Entries supplied:
---
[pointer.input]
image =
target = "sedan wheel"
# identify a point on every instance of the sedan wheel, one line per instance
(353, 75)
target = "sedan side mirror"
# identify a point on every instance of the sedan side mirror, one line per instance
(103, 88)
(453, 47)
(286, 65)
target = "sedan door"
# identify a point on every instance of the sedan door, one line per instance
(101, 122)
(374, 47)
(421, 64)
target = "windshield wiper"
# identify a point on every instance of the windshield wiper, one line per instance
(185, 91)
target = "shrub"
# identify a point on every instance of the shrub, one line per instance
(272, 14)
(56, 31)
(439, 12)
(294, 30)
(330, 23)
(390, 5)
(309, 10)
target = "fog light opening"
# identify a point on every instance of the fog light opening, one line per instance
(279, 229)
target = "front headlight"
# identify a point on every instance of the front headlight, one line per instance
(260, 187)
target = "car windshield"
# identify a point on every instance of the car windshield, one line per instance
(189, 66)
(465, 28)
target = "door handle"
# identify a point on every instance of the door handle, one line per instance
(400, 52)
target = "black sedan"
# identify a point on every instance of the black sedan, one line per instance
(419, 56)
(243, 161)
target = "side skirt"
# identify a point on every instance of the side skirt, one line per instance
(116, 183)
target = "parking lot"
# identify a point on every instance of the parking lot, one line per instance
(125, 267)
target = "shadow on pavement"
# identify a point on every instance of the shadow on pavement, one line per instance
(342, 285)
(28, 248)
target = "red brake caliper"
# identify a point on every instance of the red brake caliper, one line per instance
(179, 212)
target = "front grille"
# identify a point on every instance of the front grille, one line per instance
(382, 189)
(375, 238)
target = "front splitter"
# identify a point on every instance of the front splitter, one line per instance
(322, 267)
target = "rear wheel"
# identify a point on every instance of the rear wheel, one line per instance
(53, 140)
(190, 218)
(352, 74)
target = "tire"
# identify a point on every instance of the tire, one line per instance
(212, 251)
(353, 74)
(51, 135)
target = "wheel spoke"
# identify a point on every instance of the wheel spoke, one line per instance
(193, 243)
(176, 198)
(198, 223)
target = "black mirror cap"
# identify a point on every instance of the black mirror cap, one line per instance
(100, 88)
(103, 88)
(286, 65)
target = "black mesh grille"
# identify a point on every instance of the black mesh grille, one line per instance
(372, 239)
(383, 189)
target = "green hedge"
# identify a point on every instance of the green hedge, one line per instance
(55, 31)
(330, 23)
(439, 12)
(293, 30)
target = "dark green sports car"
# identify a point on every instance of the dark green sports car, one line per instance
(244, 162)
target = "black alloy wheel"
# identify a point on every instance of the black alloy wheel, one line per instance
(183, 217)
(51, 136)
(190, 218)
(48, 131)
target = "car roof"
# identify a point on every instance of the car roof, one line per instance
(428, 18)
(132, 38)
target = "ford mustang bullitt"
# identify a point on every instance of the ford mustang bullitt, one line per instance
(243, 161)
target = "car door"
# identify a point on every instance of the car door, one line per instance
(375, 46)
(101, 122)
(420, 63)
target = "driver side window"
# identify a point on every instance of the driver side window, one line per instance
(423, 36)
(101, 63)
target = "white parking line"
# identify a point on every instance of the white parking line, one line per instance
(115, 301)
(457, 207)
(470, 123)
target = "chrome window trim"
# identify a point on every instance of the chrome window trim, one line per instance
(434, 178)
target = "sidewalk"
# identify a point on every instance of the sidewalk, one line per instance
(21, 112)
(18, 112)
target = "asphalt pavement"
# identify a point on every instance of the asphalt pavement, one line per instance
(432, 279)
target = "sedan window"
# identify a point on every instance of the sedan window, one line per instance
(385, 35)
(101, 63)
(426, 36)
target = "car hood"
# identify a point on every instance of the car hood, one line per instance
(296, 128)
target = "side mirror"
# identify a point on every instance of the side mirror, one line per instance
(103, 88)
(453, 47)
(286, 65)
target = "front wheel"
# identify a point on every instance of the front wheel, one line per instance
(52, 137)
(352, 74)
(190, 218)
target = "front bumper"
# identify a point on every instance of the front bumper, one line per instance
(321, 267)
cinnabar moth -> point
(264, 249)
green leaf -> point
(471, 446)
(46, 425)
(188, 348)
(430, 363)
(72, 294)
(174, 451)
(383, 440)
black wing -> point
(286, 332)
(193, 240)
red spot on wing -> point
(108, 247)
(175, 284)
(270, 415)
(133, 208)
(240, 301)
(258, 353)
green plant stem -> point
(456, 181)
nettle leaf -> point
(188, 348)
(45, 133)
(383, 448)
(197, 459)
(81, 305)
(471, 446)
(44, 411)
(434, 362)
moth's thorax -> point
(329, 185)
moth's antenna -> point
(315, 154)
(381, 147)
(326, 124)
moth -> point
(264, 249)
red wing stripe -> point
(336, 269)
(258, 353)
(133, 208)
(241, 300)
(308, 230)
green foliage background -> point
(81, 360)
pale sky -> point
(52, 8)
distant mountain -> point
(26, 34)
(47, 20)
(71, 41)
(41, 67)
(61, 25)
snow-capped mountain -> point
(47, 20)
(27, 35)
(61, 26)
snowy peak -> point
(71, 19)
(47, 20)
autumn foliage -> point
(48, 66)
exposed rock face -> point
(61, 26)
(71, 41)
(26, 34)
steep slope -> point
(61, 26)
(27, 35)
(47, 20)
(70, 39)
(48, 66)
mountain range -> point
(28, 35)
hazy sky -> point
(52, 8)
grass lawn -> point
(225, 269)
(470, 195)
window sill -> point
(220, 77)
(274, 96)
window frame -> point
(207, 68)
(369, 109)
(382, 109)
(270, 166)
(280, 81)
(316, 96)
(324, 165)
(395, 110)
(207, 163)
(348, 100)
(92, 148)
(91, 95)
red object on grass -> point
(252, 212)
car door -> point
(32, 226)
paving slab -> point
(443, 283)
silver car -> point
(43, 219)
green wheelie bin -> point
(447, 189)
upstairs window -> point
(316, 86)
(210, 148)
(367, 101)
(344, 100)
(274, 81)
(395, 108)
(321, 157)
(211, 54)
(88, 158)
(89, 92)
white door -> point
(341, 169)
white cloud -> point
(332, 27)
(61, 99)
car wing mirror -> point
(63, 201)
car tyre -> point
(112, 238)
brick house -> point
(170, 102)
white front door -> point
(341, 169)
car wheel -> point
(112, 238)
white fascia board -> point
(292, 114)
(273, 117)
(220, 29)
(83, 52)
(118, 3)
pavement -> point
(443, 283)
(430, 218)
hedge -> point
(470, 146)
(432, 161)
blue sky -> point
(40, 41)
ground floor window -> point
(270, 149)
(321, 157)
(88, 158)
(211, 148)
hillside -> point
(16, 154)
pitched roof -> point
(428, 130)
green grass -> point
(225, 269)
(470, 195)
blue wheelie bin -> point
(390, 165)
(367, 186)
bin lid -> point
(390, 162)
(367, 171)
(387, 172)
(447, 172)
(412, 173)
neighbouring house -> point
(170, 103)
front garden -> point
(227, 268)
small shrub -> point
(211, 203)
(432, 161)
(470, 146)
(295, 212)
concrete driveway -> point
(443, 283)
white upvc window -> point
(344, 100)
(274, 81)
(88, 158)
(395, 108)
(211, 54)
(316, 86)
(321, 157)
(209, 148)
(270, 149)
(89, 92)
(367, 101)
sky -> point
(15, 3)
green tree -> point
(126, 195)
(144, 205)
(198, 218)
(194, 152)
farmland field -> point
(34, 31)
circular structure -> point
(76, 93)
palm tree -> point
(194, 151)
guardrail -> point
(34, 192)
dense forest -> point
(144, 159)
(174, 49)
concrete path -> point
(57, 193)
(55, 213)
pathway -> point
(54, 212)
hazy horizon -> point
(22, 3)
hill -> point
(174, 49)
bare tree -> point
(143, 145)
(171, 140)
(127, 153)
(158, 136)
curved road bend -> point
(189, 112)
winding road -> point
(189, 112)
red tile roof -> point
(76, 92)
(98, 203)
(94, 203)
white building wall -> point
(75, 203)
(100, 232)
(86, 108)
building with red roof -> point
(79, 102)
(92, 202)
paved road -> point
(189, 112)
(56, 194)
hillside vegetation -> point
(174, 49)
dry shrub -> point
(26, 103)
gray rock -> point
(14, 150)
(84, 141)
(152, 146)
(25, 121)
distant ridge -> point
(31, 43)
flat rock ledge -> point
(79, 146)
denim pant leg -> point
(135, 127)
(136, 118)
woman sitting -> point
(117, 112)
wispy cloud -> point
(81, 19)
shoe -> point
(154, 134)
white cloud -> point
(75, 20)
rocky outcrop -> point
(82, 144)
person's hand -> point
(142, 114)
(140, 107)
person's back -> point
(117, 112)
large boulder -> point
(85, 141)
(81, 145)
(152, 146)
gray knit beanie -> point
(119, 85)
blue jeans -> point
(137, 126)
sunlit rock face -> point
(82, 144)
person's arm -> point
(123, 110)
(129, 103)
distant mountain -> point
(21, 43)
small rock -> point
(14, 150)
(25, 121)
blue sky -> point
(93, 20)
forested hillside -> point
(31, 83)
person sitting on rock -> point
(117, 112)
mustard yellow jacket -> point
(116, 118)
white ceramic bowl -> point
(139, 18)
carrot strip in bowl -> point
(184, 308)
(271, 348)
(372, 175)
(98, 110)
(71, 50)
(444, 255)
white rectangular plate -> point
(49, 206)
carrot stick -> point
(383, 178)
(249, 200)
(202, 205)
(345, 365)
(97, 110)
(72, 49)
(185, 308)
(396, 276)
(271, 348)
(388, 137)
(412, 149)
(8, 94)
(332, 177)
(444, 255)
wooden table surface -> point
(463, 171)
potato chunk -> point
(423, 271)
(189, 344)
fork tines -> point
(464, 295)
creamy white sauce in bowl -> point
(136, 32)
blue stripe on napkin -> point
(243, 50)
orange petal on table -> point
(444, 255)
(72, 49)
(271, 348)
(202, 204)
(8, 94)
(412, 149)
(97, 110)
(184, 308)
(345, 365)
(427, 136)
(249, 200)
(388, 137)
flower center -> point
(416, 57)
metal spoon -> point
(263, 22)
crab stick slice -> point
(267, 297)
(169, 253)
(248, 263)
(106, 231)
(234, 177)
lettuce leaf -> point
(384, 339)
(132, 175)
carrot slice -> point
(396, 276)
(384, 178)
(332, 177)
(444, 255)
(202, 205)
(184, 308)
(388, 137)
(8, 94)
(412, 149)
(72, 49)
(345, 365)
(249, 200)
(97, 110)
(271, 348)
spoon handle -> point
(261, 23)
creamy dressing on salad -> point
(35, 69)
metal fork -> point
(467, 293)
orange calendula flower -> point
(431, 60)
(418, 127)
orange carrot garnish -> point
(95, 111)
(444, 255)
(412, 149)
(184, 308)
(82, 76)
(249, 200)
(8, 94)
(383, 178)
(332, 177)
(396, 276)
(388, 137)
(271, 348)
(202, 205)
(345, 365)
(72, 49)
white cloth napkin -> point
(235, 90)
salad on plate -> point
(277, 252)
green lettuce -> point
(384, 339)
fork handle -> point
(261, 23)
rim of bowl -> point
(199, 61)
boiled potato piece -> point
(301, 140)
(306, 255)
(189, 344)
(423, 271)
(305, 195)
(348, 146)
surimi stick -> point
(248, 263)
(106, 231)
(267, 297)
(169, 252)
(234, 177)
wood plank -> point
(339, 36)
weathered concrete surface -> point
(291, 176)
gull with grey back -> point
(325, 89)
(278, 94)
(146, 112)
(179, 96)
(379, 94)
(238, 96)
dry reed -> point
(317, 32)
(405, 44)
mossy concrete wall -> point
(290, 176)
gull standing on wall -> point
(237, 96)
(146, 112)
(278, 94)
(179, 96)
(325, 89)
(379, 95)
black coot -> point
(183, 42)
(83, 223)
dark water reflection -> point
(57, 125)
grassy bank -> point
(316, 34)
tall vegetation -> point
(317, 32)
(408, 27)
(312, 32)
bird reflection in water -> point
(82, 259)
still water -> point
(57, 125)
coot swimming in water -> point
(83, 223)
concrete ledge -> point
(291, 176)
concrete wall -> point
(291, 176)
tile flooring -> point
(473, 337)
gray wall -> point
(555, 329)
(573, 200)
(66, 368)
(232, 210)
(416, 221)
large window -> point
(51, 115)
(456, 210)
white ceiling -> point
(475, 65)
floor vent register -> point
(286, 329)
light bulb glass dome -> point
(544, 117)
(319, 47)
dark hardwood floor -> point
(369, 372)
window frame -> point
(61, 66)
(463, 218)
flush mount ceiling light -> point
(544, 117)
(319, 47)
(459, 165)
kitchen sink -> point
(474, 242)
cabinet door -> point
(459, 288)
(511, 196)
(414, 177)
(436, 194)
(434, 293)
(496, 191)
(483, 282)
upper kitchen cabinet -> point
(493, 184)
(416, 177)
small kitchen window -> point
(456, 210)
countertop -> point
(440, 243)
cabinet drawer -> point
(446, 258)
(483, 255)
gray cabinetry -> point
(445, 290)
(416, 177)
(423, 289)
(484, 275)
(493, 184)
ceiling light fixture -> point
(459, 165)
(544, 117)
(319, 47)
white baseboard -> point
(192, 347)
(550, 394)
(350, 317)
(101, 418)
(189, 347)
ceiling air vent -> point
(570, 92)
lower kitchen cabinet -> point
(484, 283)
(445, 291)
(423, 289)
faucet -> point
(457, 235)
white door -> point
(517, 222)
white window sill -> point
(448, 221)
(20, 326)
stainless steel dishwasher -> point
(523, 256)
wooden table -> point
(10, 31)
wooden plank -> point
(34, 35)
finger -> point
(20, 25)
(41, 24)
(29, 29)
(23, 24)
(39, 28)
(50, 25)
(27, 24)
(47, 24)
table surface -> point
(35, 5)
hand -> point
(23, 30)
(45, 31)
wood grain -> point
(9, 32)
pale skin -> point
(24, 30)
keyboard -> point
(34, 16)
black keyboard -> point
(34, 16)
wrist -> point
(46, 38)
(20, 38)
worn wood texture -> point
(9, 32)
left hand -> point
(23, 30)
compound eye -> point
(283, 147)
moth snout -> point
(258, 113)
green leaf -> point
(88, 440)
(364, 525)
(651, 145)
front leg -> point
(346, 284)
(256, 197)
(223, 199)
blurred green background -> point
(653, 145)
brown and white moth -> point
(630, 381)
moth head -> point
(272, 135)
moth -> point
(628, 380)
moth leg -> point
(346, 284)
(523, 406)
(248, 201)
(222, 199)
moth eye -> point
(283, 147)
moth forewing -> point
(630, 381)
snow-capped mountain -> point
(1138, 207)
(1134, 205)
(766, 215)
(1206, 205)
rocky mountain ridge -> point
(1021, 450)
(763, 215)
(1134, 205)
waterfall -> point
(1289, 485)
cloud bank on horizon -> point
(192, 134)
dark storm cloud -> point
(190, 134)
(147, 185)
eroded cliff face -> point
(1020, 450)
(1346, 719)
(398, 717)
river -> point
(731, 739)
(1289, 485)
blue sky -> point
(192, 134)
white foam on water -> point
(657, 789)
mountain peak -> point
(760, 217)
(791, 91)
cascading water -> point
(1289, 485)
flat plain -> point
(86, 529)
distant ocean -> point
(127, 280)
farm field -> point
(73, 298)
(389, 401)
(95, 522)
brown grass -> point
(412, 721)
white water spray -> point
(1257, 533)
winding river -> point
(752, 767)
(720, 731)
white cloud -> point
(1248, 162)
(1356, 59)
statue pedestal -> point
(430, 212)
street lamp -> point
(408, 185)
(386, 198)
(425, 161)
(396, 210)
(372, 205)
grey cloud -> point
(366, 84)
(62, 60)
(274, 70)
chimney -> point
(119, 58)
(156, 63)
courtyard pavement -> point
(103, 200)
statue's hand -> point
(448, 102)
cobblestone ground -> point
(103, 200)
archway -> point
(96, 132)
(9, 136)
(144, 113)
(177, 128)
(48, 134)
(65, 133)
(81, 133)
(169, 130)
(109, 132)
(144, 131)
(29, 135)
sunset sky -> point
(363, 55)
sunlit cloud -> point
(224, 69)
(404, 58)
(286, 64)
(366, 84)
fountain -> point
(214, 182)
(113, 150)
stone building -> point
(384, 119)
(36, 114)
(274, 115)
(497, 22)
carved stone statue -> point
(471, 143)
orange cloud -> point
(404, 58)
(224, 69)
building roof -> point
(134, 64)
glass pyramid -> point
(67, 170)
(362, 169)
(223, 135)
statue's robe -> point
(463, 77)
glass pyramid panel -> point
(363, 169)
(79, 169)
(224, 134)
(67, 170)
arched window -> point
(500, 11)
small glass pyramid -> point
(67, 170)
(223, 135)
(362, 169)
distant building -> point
---
Exercise requirements: Everything from the line that contains "grey cloud -> point" through the end of the records must be duplicated exactly, and nothing outside that range.

Task output:
grey cloud -> point
(366, 84)
(62, 60)
(274, 70)
chimney -> point
(119, 58)
(156, 63)
courtyard pavement -> point
(103, 200)
statue's hand -> point
(448, 102)
cobblestone ground -> point
(103, 200)
archway -> point
(96, 132)
(9, 136)
(144, 113)
(177, 128)
(48, 134)
(65, 133)
(81, 133)
(169, 130)
(109, 132)
(144, 131)
(29, 135)
sunset sky -> point
(363, 55)
sunlit cloud -> point
(224, 69)
(404, 58)
(286, 64)
(366, 84)
fountain -> point
(214, 182)
(113, 150)
stone building -> point
(384, 119)
(36, 114)
(274, 115)
(497, 22)
carved stone statue -> point
(471, 143)
orange cloud -> point
(404, 58)
(224, 69)
building roof -> point
(134, 64)
glass pyramid -> point
(67, 170)
(362, 169)
(223, 135)
statue's robe -> point
(463, 77)
glass pyramid panel -> point
(363, 169)
(79, 169)
(224, 134)
(67, 170)
arched window -> point
(500, 11)
small glass pyramid -> point
(67, 170)
(223, 135)
(362, 169)
distant building -> point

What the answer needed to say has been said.